ЗАДАНИЕ
Продолжите текст о крайней жестокости родителей и защитном расщеплении, начав сразу после его последнего предложения.

X

Роль экстремального поведения родителей, формирование раненого Я и защиты-расщепления

Чрезвычайные формы негативного поведения родителя или обоих родителей по отношению к ребенку являются одной из двух причин формирования защитного механизма расщепления. Долгое отсутствие родителя, пренебрежение потребностями ребенка и случаи, когда ребенок чувствует себя покинутым, дают ему достаточно серьезный повод для обиды, и ему приходится использовать расщепление, чтобы сохранить привязанность к отвергающему объекту. Именно так и произошло в случае с Джанет. С другой стороны, крайняя жестокость родителя гарантирует развитие у ребенка такого защитного механизма. Сталкиваясь с родительской жестокостью, ребенок вынужден размежевать свою память и хранить воспоминания о взбешенной матери подальше от воспоминаний о матери, доставляющей удовольствие.

Я уделяю больше внимания роли матери, хотя расщепление может развиться и по отношению к отцу. Крайние проявления жестокости со стороны родителей запускают механизм расщепления, потому что ребенок не может видеть в злом родителе хоть что-то напоминающее его доброго родителя. Агрессия преображает родителя в глазах ребенка до такой степени, что он начинает воспринимать его как совершенно другого человека. В этом случае в основе расщепления лежит вполне разумное допущение ребенка о том, что в различных ситуациях родители могут вести себя как совершенно разные люди. Основная разница между психически здоровыми и неблагополучными родителями заключается в «экстремальности» их поведения. Здоровые родители могут контролировать свой гнев и, таким образом, всегда остаются «собой». Ребенок здоровых родителей за гневом всегда «видит» любовь. Родители с низким уровнем развития могут увлечься своим гневом до такой степени, что видятся ребенку совершенно незнакомыми людьми, таким образом способствуя расщеплению и усиливая его.

Данные для указания областей
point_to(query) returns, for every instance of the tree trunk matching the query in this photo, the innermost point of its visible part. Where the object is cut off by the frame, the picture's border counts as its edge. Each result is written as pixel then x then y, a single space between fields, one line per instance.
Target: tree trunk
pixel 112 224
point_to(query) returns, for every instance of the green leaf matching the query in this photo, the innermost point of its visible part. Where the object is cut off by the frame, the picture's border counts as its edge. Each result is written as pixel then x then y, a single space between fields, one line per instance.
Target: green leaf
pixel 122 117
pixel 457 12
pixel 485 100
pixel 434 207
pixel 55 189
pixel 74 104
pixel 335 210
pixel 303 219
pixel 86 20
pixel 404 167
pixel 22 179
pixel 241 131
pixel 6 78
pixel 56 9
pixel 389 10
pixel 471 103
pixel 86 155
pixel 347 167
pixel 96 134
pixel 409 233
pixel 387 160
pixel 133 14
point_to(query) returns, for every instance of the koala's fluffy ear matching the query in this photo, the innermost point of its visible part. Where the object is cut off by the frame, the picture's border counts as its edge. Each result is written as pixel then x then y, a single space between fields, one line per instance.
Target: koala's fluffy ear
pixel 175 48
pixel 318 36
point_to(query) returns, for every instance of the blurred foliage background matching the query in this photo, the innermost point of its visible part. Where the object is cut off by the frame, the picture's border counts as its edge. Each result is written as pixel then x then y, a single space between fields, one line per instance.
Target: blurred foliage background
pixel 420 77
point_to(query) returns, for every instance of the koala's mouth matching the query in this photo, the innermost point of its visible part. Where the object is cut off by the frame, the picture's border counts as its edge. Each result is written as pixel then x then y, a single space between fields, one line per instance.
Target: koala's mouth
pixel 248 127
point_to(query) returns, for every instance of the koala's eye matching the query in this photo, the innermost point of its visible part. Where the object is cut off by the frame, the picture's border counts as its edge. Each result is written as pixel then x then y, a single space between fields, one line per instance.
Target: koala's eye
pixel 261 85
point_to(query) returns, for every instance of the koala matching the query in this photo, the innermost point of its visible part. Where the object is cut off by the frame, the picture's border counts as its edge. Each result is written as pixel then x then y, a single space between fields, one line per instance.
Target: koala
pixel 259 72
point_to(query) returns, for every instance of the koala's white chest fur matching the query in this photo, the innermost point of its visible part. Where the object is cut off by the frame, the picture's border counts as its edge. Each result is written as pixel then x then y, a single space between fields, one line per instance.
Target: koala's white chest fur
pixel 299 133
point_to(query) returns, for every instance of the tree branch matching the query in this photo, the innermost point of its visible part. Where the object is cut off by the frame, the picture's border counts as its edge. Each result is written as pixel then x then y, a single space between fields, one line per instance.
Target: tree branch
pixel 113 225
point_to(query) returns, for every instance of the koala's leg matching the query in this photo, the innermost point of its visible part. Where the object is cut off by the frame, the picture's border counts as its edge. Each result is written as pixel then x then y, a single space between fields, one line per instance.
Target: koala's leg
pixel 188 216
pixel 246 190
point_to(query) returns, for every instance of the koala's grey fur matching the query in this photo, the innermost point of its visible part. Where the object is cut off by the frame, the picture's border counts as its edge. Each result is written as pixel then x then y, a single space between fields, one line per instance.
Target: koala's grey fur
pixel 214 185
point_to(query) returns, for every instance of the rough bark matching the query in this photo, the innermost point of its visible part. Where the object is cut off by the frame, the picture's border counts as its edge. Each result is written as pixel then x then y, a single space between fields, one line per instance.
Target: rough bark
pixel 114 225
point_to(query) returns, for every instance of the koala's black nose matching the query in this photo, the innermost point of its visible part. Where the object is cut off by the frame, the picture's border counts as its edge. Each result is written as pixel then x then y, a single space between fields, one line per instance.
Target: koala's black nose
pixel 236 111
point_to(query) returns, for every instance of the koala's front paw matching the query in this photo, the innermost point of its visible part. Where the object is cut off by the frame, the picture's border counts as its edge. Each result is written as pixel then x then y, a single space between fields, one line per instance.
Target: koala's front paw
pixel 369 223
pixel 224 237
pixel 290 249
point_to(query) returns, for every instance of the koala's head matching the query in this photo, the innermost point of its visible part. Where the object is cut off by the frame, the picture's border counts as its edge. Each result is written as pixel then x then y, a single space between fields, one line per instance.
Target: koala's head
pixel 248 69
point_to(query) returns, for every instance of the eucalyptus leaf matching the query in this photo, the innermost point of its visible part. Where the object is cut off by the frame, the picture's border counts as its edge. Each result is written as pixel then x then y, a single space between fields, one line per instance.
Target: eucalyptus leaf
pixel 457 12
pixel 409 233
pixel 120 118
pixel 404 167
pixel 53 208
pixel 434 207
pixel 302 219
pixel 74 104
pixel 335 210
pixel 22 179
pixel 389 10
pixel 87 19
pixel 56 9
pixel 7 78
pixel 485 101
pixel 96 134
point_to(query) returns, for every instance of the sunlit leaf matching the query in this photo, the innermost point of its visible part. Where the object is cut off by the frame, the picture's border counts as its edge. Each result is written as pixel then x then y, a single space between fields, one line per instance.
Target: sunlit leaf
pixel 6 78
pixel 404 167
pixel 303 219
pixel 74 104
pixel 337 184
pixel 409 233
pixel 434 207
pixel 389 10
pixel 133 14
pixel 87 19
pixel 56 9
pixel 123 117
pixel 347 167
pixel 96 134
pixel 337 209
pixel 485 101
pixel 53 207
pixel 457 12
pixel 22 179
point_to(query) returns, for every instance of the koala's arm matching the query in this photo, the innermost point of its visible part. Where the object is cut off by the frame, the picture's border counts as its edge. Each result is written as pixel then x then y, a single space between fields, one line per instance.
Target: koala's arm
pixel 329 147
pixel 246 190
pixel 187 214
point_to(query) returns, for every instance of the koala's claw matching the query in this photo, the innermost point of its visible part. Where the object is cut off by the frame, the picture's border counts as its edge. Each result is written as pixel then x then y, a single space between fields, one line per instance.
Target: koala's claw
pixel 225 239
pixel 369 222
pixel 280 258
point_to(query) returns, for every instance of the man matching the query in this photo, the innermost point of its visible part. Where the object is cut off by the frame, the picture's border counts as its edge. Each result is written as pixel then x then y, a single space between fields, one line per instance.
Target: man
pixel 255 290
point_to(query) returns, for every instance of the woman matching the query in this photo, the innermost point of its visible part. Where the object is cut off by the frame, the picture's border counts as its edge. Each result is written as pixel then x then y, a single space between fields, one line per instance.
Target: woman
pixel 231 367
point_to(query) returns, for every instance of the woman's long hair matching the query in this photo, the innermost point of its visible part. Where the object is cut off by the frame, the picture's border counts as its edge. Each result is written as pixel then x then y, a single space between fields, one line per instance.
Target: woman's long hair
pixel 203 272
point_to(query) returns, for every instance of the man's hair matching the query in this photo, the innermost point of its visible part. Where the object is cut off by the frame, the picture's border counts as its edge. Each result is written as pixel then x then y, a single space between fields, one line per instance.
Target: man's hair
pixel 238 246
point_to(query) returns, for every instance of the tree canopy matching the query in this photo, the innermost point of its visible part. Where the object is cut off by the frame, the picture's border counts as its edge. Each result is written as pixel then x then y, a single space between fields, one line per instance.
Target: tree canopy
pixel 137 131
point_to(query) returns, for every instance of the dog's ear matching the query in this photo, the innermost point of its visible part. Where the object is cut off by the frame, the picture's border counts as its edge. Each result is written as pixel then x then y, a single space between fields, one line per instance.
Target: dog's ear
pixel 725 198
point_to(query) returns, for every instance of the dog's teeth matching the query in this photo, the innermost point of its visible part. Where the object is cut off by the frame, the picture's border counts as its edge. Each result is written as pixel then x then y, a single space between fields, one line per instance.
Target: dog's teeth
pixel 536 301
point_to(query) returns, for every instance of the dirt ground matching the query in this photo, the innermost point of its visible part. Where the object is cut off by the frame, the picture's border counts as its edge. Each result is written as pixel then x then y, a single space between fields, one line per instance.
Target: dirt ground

ОТВЕТ
Примером того, как крайняя степень агрессии со стороны родителя приводит к формированию защиты-расщепления, может послужить история моего бывшего пациента, отец которого, впадая в ярость, неоднократно терял контроль над собой. Молодой человек вспоминал, как, будучи 12-летним мальчиком, он в шутку назвал своего отца «придурком» как раз в тот момент, когда отец на своей машине подъезжал к гаражу. Отец не вышел из машины, наоборот — он заехал на лужайку и стал гоняться вокруг дома за насмерть перепуганным сыном, пытаясь переехать его. В обычных условиях отец был вполне вменяемым человеком, но его экстремальное поведение в этом конкретном случае привело к отщеплению раненого Я в сознании напуганного сына. Раненое Я сына было тесно связано с интернализованным воспоминанием о непредсказуемом и вспыльчивом отце, которого он боялся. Когда моего пациента «навещали» воспоминания о его ныне покойном отце и его вспышках ярости, ему в голову часто приходили мысли о самоубийстве. В сущности, этот интернализованный отец пытался снова убить его. Сейчас, спустя двадцать лет, мой пациент поймал себя на том, что точно так же жестоко обращается со своим сыном; он перенял роль своего покойного отца, а его сын, в свою очередь, выстраивал гигантских размеров раненое Я в ответ на вспышки гнева моего пациента. Обнаружив в себе те же черты, которые он ненавидел в своем отце, мой пациент решил обратиться за психологической помощью. Такая манера поведения свойственна жертвам домашней жестокости и является одним из важнейших признаков этой проблемы. Жестокость и надругательство, которому в прошлом подвергались дети в семье, становится неотъемлемой частью их внутренней структуры, наполняя их страхом и злобой.